→ Task objective
Extract every line of the items below that contains the word "keys", and copy each such line unchanged.

───── Available data

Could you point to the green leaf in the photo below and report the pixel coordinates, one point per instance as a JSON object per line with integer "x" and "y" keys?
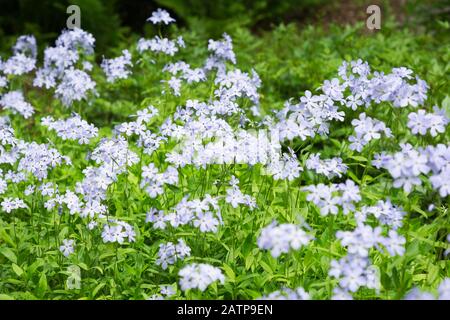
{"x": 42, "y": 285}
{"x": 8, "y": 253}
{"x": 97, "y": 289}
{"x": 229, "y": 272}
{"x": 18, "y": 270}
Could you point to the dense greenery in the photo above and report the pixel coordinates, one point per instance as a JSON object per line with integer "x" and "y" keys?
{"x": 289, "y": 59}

──────────
───── Available data

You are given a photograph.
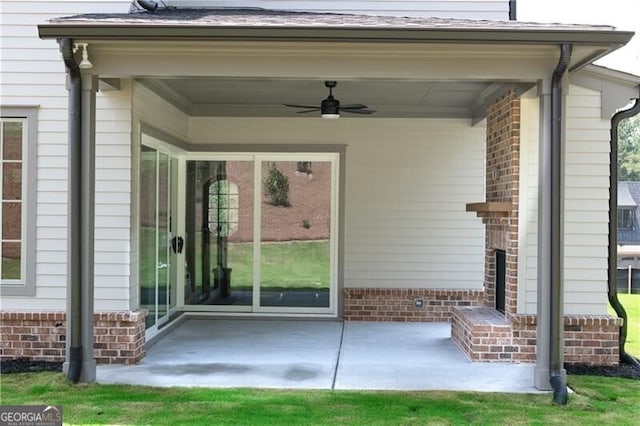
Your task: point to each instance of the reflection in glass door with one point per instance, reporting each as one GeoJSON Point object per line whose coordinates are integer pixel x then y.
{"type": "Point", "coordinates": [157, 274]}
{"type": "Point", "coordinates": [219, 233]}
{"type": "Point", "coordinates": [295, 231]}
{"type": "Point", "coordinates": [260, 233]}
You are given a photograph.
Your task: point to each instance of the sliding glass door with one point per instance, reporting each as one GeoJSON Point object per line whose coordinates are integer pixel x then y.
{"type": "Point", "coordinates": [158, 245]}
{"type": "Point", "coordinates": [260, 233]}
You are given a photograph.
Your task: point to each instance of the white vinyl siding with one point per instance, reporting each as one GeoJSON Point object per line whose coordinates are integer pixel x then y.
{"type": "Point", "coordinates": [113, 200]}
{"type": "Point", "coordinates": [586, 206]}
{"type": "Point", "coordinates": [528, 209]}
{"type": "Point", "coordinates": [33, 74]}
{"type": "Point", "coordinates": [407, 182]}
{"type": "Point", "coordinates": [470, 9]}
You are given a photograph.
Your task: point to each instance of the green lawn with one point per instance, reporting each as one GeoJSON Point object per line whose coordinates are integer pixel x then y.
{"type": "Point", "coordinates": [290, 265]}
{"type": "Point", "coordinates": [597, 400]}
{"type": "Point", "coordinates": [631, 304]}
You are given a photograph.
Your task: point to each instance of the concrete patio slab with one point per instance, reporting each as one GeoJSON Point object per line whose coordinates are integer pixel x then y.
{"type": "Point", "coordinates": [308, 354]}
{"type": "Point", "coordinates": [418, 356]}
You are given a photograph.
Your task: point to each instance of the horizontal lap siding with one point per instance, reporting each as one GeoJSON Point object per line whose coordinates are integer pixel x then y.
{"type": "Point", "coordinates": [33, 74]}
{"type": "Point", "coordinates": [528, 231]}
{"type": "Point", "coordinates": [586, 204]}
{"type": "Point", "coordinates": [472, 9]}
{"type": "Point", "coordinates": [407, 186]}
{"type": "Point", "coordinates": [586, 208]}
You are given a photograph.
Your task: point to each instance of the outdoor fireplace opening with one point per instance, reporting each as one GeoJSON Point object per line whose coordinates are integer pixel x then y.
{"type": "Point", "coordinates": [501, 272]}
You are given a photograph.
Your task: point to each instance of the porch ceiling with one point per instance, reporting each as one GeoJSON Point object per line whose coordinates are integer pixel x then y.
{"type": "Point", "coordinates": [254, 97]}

──────────
───── Available data

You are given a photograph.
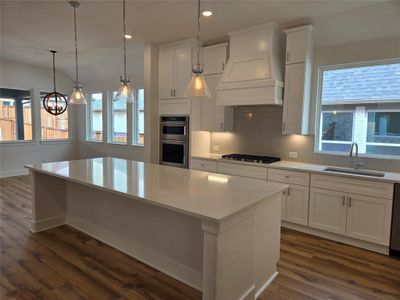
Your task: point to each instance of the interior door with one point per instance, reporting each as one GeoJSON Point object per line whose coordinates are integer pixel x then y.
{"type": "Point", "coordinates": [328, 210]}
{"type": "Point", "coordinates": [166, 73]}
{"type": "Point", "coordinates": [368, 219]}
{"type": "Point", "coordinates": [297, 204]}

──────────

→ Solution to this task
Could you point to the green leaf in the photo below and report the pixel coordinates, one point per instance as a JSON object per line with integer "x" and "y" keys?
Could you point to the dense greenery in the photo above and report the pixel coordinates, one point per instance as a JSON object per line with integer "x" and "y" keys?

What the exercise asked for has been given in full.